Бессмертный полк. Истории подвига - Сборник "Викиликс" 2 стр.


– Ничего, ничего, скоро все войдет в норму, – успокаивал нас старшина. – А пока подтяните ремешки.

Но скоро наступил голод. У нас на батарее полагалось каждому по триста граммов хлеба в сутки. Часто вместо ста пятидесяти граммов хлеба выдавали один сухарь весом в семьдесят пять граммов. Другую половину пайка составлял хлеб – сто пятьдесят граммов, тяжелый, сырой и липкий, как мыло. Полагалось на каждого и по ложке муки. Она шла в общий котел и там взбалтывалась – получали белесую воду без соли (соли тоже не было). С утра у каптерки выстраивалась очередь. Старшина взвешивал порцию и выдавал. Подбирали даже крошки.

Многие, получая хлеб, думали: съесть все сразу или разделить? Некоторые делили по кусочкам. Я съедал все сразу.

Приведённый перечень:
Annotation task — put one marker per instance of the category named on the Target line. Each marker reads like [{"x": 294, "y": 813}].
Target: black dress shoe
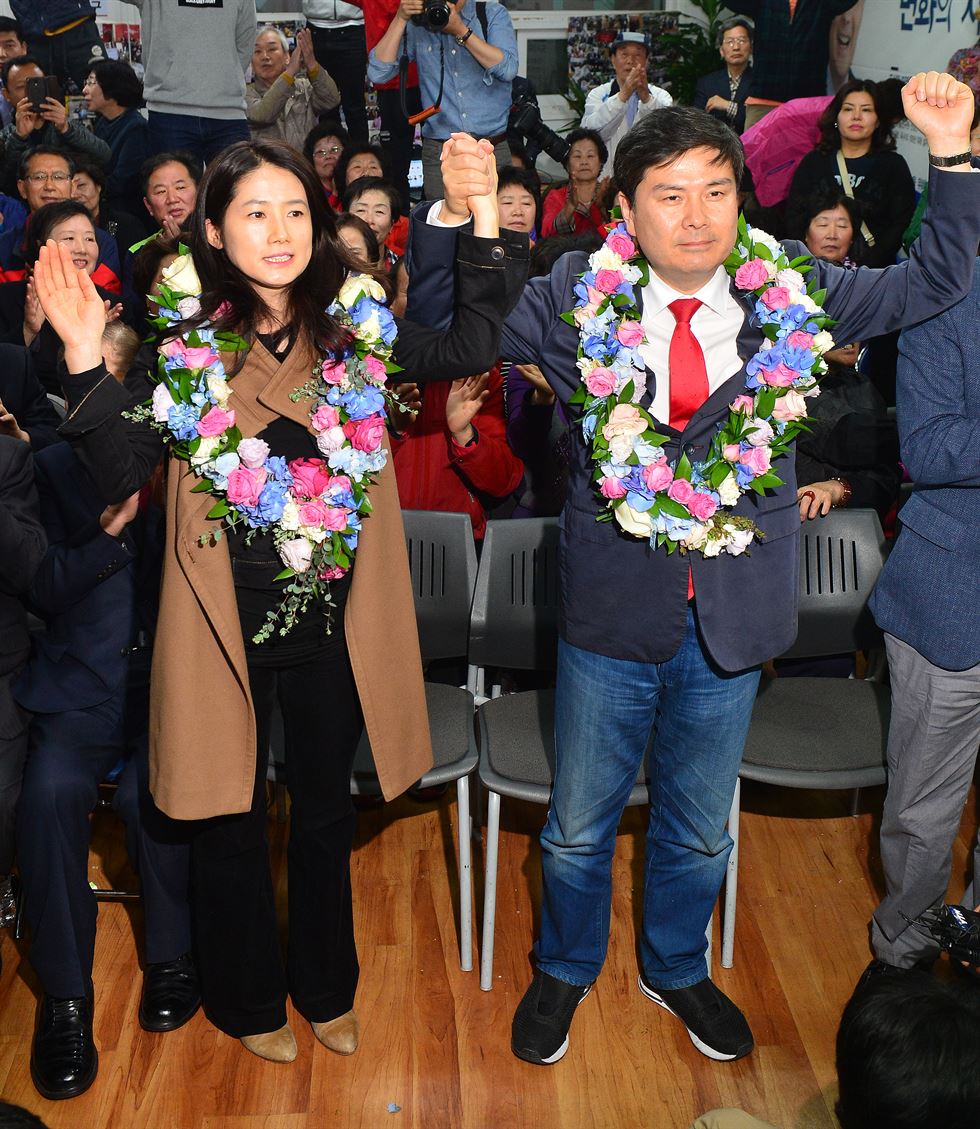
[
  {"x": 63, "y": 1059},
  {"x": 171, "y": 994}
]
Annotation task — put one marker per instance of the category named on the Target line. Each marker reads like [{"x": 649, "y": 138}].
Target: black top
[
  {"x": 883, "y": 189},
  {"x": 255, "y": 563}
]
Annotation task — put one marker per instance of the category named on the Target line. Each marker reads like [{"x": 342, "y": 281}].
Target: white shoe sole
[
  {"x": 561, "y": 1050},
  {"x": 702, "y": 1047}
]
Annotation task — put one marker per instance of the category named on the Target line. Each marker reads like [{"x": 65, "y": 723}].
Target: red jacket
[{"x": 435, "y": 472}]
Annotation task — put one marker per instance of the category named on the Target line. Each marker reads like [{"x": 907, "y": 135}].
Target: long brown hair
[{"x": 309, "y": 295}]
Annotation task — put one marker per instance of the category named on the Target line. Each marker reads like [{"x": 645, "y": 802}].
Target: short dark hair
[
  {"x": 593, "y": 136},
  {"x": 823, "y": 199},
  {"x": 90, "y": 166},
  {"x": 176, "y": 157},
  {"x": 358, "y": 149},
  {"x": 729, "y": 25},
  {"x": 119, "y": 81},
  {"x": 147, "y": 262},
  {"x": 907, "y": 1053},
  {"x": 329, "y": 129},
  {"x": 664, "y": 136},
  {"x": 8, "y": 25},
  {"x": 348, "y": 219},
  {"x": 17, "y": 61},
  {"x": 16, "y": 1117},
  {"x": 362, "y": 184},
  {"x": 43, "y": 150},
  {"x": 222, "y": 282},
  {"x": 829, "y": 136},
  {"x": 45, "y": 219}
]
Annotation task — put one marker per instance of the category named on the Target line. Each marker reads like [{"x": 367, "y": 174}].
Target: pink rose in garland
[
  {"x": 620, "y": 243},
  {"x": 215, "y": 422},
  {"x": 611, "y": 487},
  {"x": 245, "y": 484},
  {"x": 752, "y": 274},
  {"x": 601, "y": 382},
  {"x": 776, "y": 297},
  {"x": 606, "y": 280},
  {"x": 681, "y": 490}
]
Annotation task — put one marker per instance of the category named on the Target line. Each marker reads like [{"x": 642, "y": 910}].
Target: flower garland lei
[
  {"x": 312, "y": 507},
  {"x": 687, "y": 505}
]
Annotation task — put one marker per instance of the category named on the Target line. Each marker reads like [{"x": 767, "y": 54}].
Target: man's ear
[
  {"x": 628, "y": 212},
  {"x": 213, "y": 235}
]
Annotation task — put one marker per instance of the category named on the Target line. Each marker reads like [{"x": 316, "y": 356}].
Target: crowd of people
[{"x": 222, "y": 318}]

--

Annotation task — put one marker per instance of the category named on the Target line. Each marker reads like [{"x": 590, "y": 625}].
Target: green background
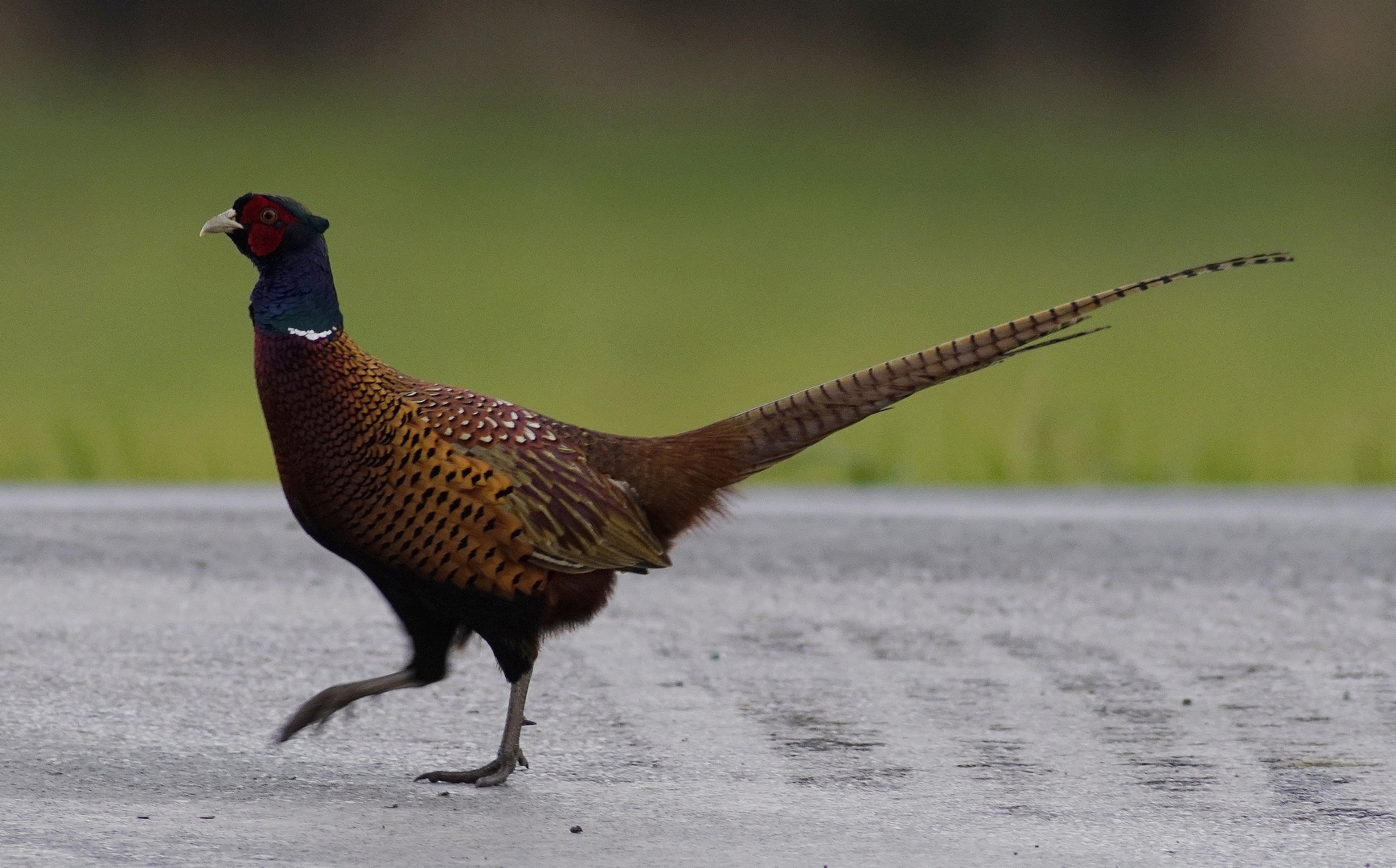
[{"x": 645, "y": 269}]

Задания:
1. Воспроизведите дословно фрагмент текста о голоде на батарее, начиная со слов «Но скоро наступил» и заканчивая словами «Подбирали даже крошки.».
2. Ответьте по тексту о голоде на батарее:
(a) Сколько граммов хлеба в сутки полагалось каждому на батарее?
(b) Сколько весил сухарь, который часто выдавали вместо ста пятидесяти граммов хлеба?
(c) Чего, помимо хлеба, полагалось каждому по ложке?
3. Продолжите текст о голоде на батарее, начав сразу после его последнего предложения.

Ответы:
1.
Но скоро наступил голод. У нас на батарее полагалось каждому по триста граммов хлеба в сутки. Часто вместо ста пятидесяти граммов хлеба выдавали один сухарь весом в семьдесят пять граммов. Другую половину пайка составлял хлеб – сто пятьдесят граммов, тяжелый, сырой и липкий, как мыло. Полагалось на каждого и по ложке муки. Она шла в общий котел и там взбалтывалась – получали белесую воду без соли (соли тоже не было). С утра у каптерки выстраивалась очередь. Старшина взвешивал порцию и выдавал. Подбирали даже крошки.

2.
(a) Триста граммов.
(b) Семьдесят пять граммов.
(c) Муки.

3.
Наступили холода. Утром, днем, вечером, ночью – даже во сне – все думали и говорили о еде. Причем никогда не говорили: хорошо бы съесть бифштекс или курицу. Нет, больше всего мечтали: «Вот бы хорошо съесть мягкий батон за рубль сорок и полкило конфет подушечек»…

…Мы стояли в обороне. Старались меньше двигаться. Так прошли зимние месяцы. К весне у многих началась цинга и куриная слепота. Как только наступали сумерки, многие слепли и только смутно, с трудом различали границу между землей и небом. Правда, несколько человек на батарее не заболели куриной слепотой и стали нашими поводырями. Вечером мы выстраивались, и они вели нас в столовую на ужин, а потом поводыри отводили нас обратно в землянки.

* * *

…Не могу сказать, что я отношусь к храбрым людям. Нет, мне бывало страшно. Все дело в том, как этот страх проявляется. С одними случались истерики – они плакали, кричали, убегали. Другие переносили внешне все спокойно.

Начинается обстрел. Ты слышишь орудийный выстрел, потом приближается звук летящего снаряда. Сразу возникают неприятные ощущения. В те секунды, пока снаряд летит, приближаясь, ты про себя говоришь: «Ну вот, это все, это мой снаряд». Со временем это чувство притупляется. Уж слишком часты повторения.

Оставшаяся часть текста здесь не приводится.